SOURCE TEXT –
- - - - - - -

Global Citizens have witnessed devastating strife over the past year. As we continue to face the threats of rising conflict and climate-related natural disasters, however, we can find hope for a more peaceful and sustainable world through initiatives led by the future generation.

Young people have shown us time and again they can rise to the challenge, fighting for climate justice, reproductive rights, equitable access to education, and an end to the hunger crisis. In recognition of the incredible ways the world’s youth has ideated and launched projects to advance human rights, the Young Activists Summit (YAS) was launched to uplift and celebrate young activists around the world.

Co-organized by the nongovernmental organization (NGO), the United Nations Office at Geneva, Radio Télévision Suisse (RTS), its Genève Vision label, and the Graduate Institute, this annual summit honors a small group of human rights, environmental, and land defenders under the age of 30.

“YAS’ mission is to raise awareness of environmental and human rights issues, to serve as a global platform for youth to come together, discuss the most pressing challenges of our time, and get inspired to take action,” Tiphaine Di Ruscio, project and communications manager at, told Global Citizen.

This year’s group of laureates is made up of five activists who have made an impact in their communities related to the summit’s 2023 theme: Peace and Reconciliation.

- - - - - - -

DATA SHOWN –

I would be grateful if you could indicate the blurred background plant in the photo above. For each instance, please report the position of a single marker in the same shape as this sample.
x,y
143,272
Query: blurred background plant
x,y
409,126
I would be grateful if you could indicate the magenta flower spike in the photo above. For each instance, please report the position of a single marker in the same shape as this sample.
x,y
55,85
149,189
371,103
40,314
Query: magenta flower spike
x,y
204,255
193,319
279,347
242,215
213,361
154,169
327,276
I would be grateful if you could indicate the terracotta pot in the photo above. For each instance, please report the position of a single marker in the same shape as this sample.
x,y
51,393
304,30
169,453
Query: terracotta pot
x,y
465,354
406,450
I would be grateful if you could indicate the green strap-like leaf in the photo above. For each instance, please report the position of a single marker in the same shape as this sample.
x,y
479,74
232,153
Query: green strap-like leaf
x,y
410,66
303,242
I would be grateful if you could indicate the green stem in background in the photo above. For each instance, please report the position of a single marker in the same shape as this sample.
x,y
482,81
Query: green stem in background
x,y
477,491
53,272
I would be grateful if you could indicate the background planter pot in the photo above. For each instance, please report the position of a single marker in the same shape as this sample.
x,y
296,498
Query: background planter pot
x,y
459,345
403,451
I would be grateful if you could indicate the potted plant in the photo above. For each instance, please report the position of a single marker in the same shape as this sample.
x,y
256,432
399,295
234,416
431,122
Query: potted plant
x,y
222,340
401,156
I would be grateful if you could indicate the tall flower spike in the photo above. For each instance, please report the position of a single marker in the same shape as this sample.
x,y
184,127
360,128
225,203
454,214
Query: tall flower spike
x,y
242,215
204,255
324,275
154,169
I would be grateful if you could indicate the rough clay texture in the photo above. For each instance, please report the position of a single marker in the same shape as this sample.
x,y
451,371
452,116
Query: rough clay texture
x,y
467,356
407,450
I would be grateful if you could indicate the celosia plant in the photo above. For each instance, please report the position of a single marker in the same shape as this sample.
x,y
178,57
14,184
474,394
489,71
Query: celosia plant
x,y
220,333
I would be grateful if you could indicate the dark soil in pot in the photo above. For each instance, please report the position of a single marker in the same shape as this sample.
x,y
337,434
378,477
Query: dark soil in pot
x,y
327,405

- - - - - - -

YOUR OBJECTIVE –
Retype the passage from the Young Activists Summit article, starting with "Co-organized by the" and going on through "the age of 30.".

TASK ANSWER –
Co-organized by the nongovernmental organization (NGO), the United Nations Office at Geneva, Radio Télévision Suisse (RTS), its Genève Vision label, and the Graduate Institute, this annual summit honors a small group of human rights, environmental, and land defenders under the age of 30.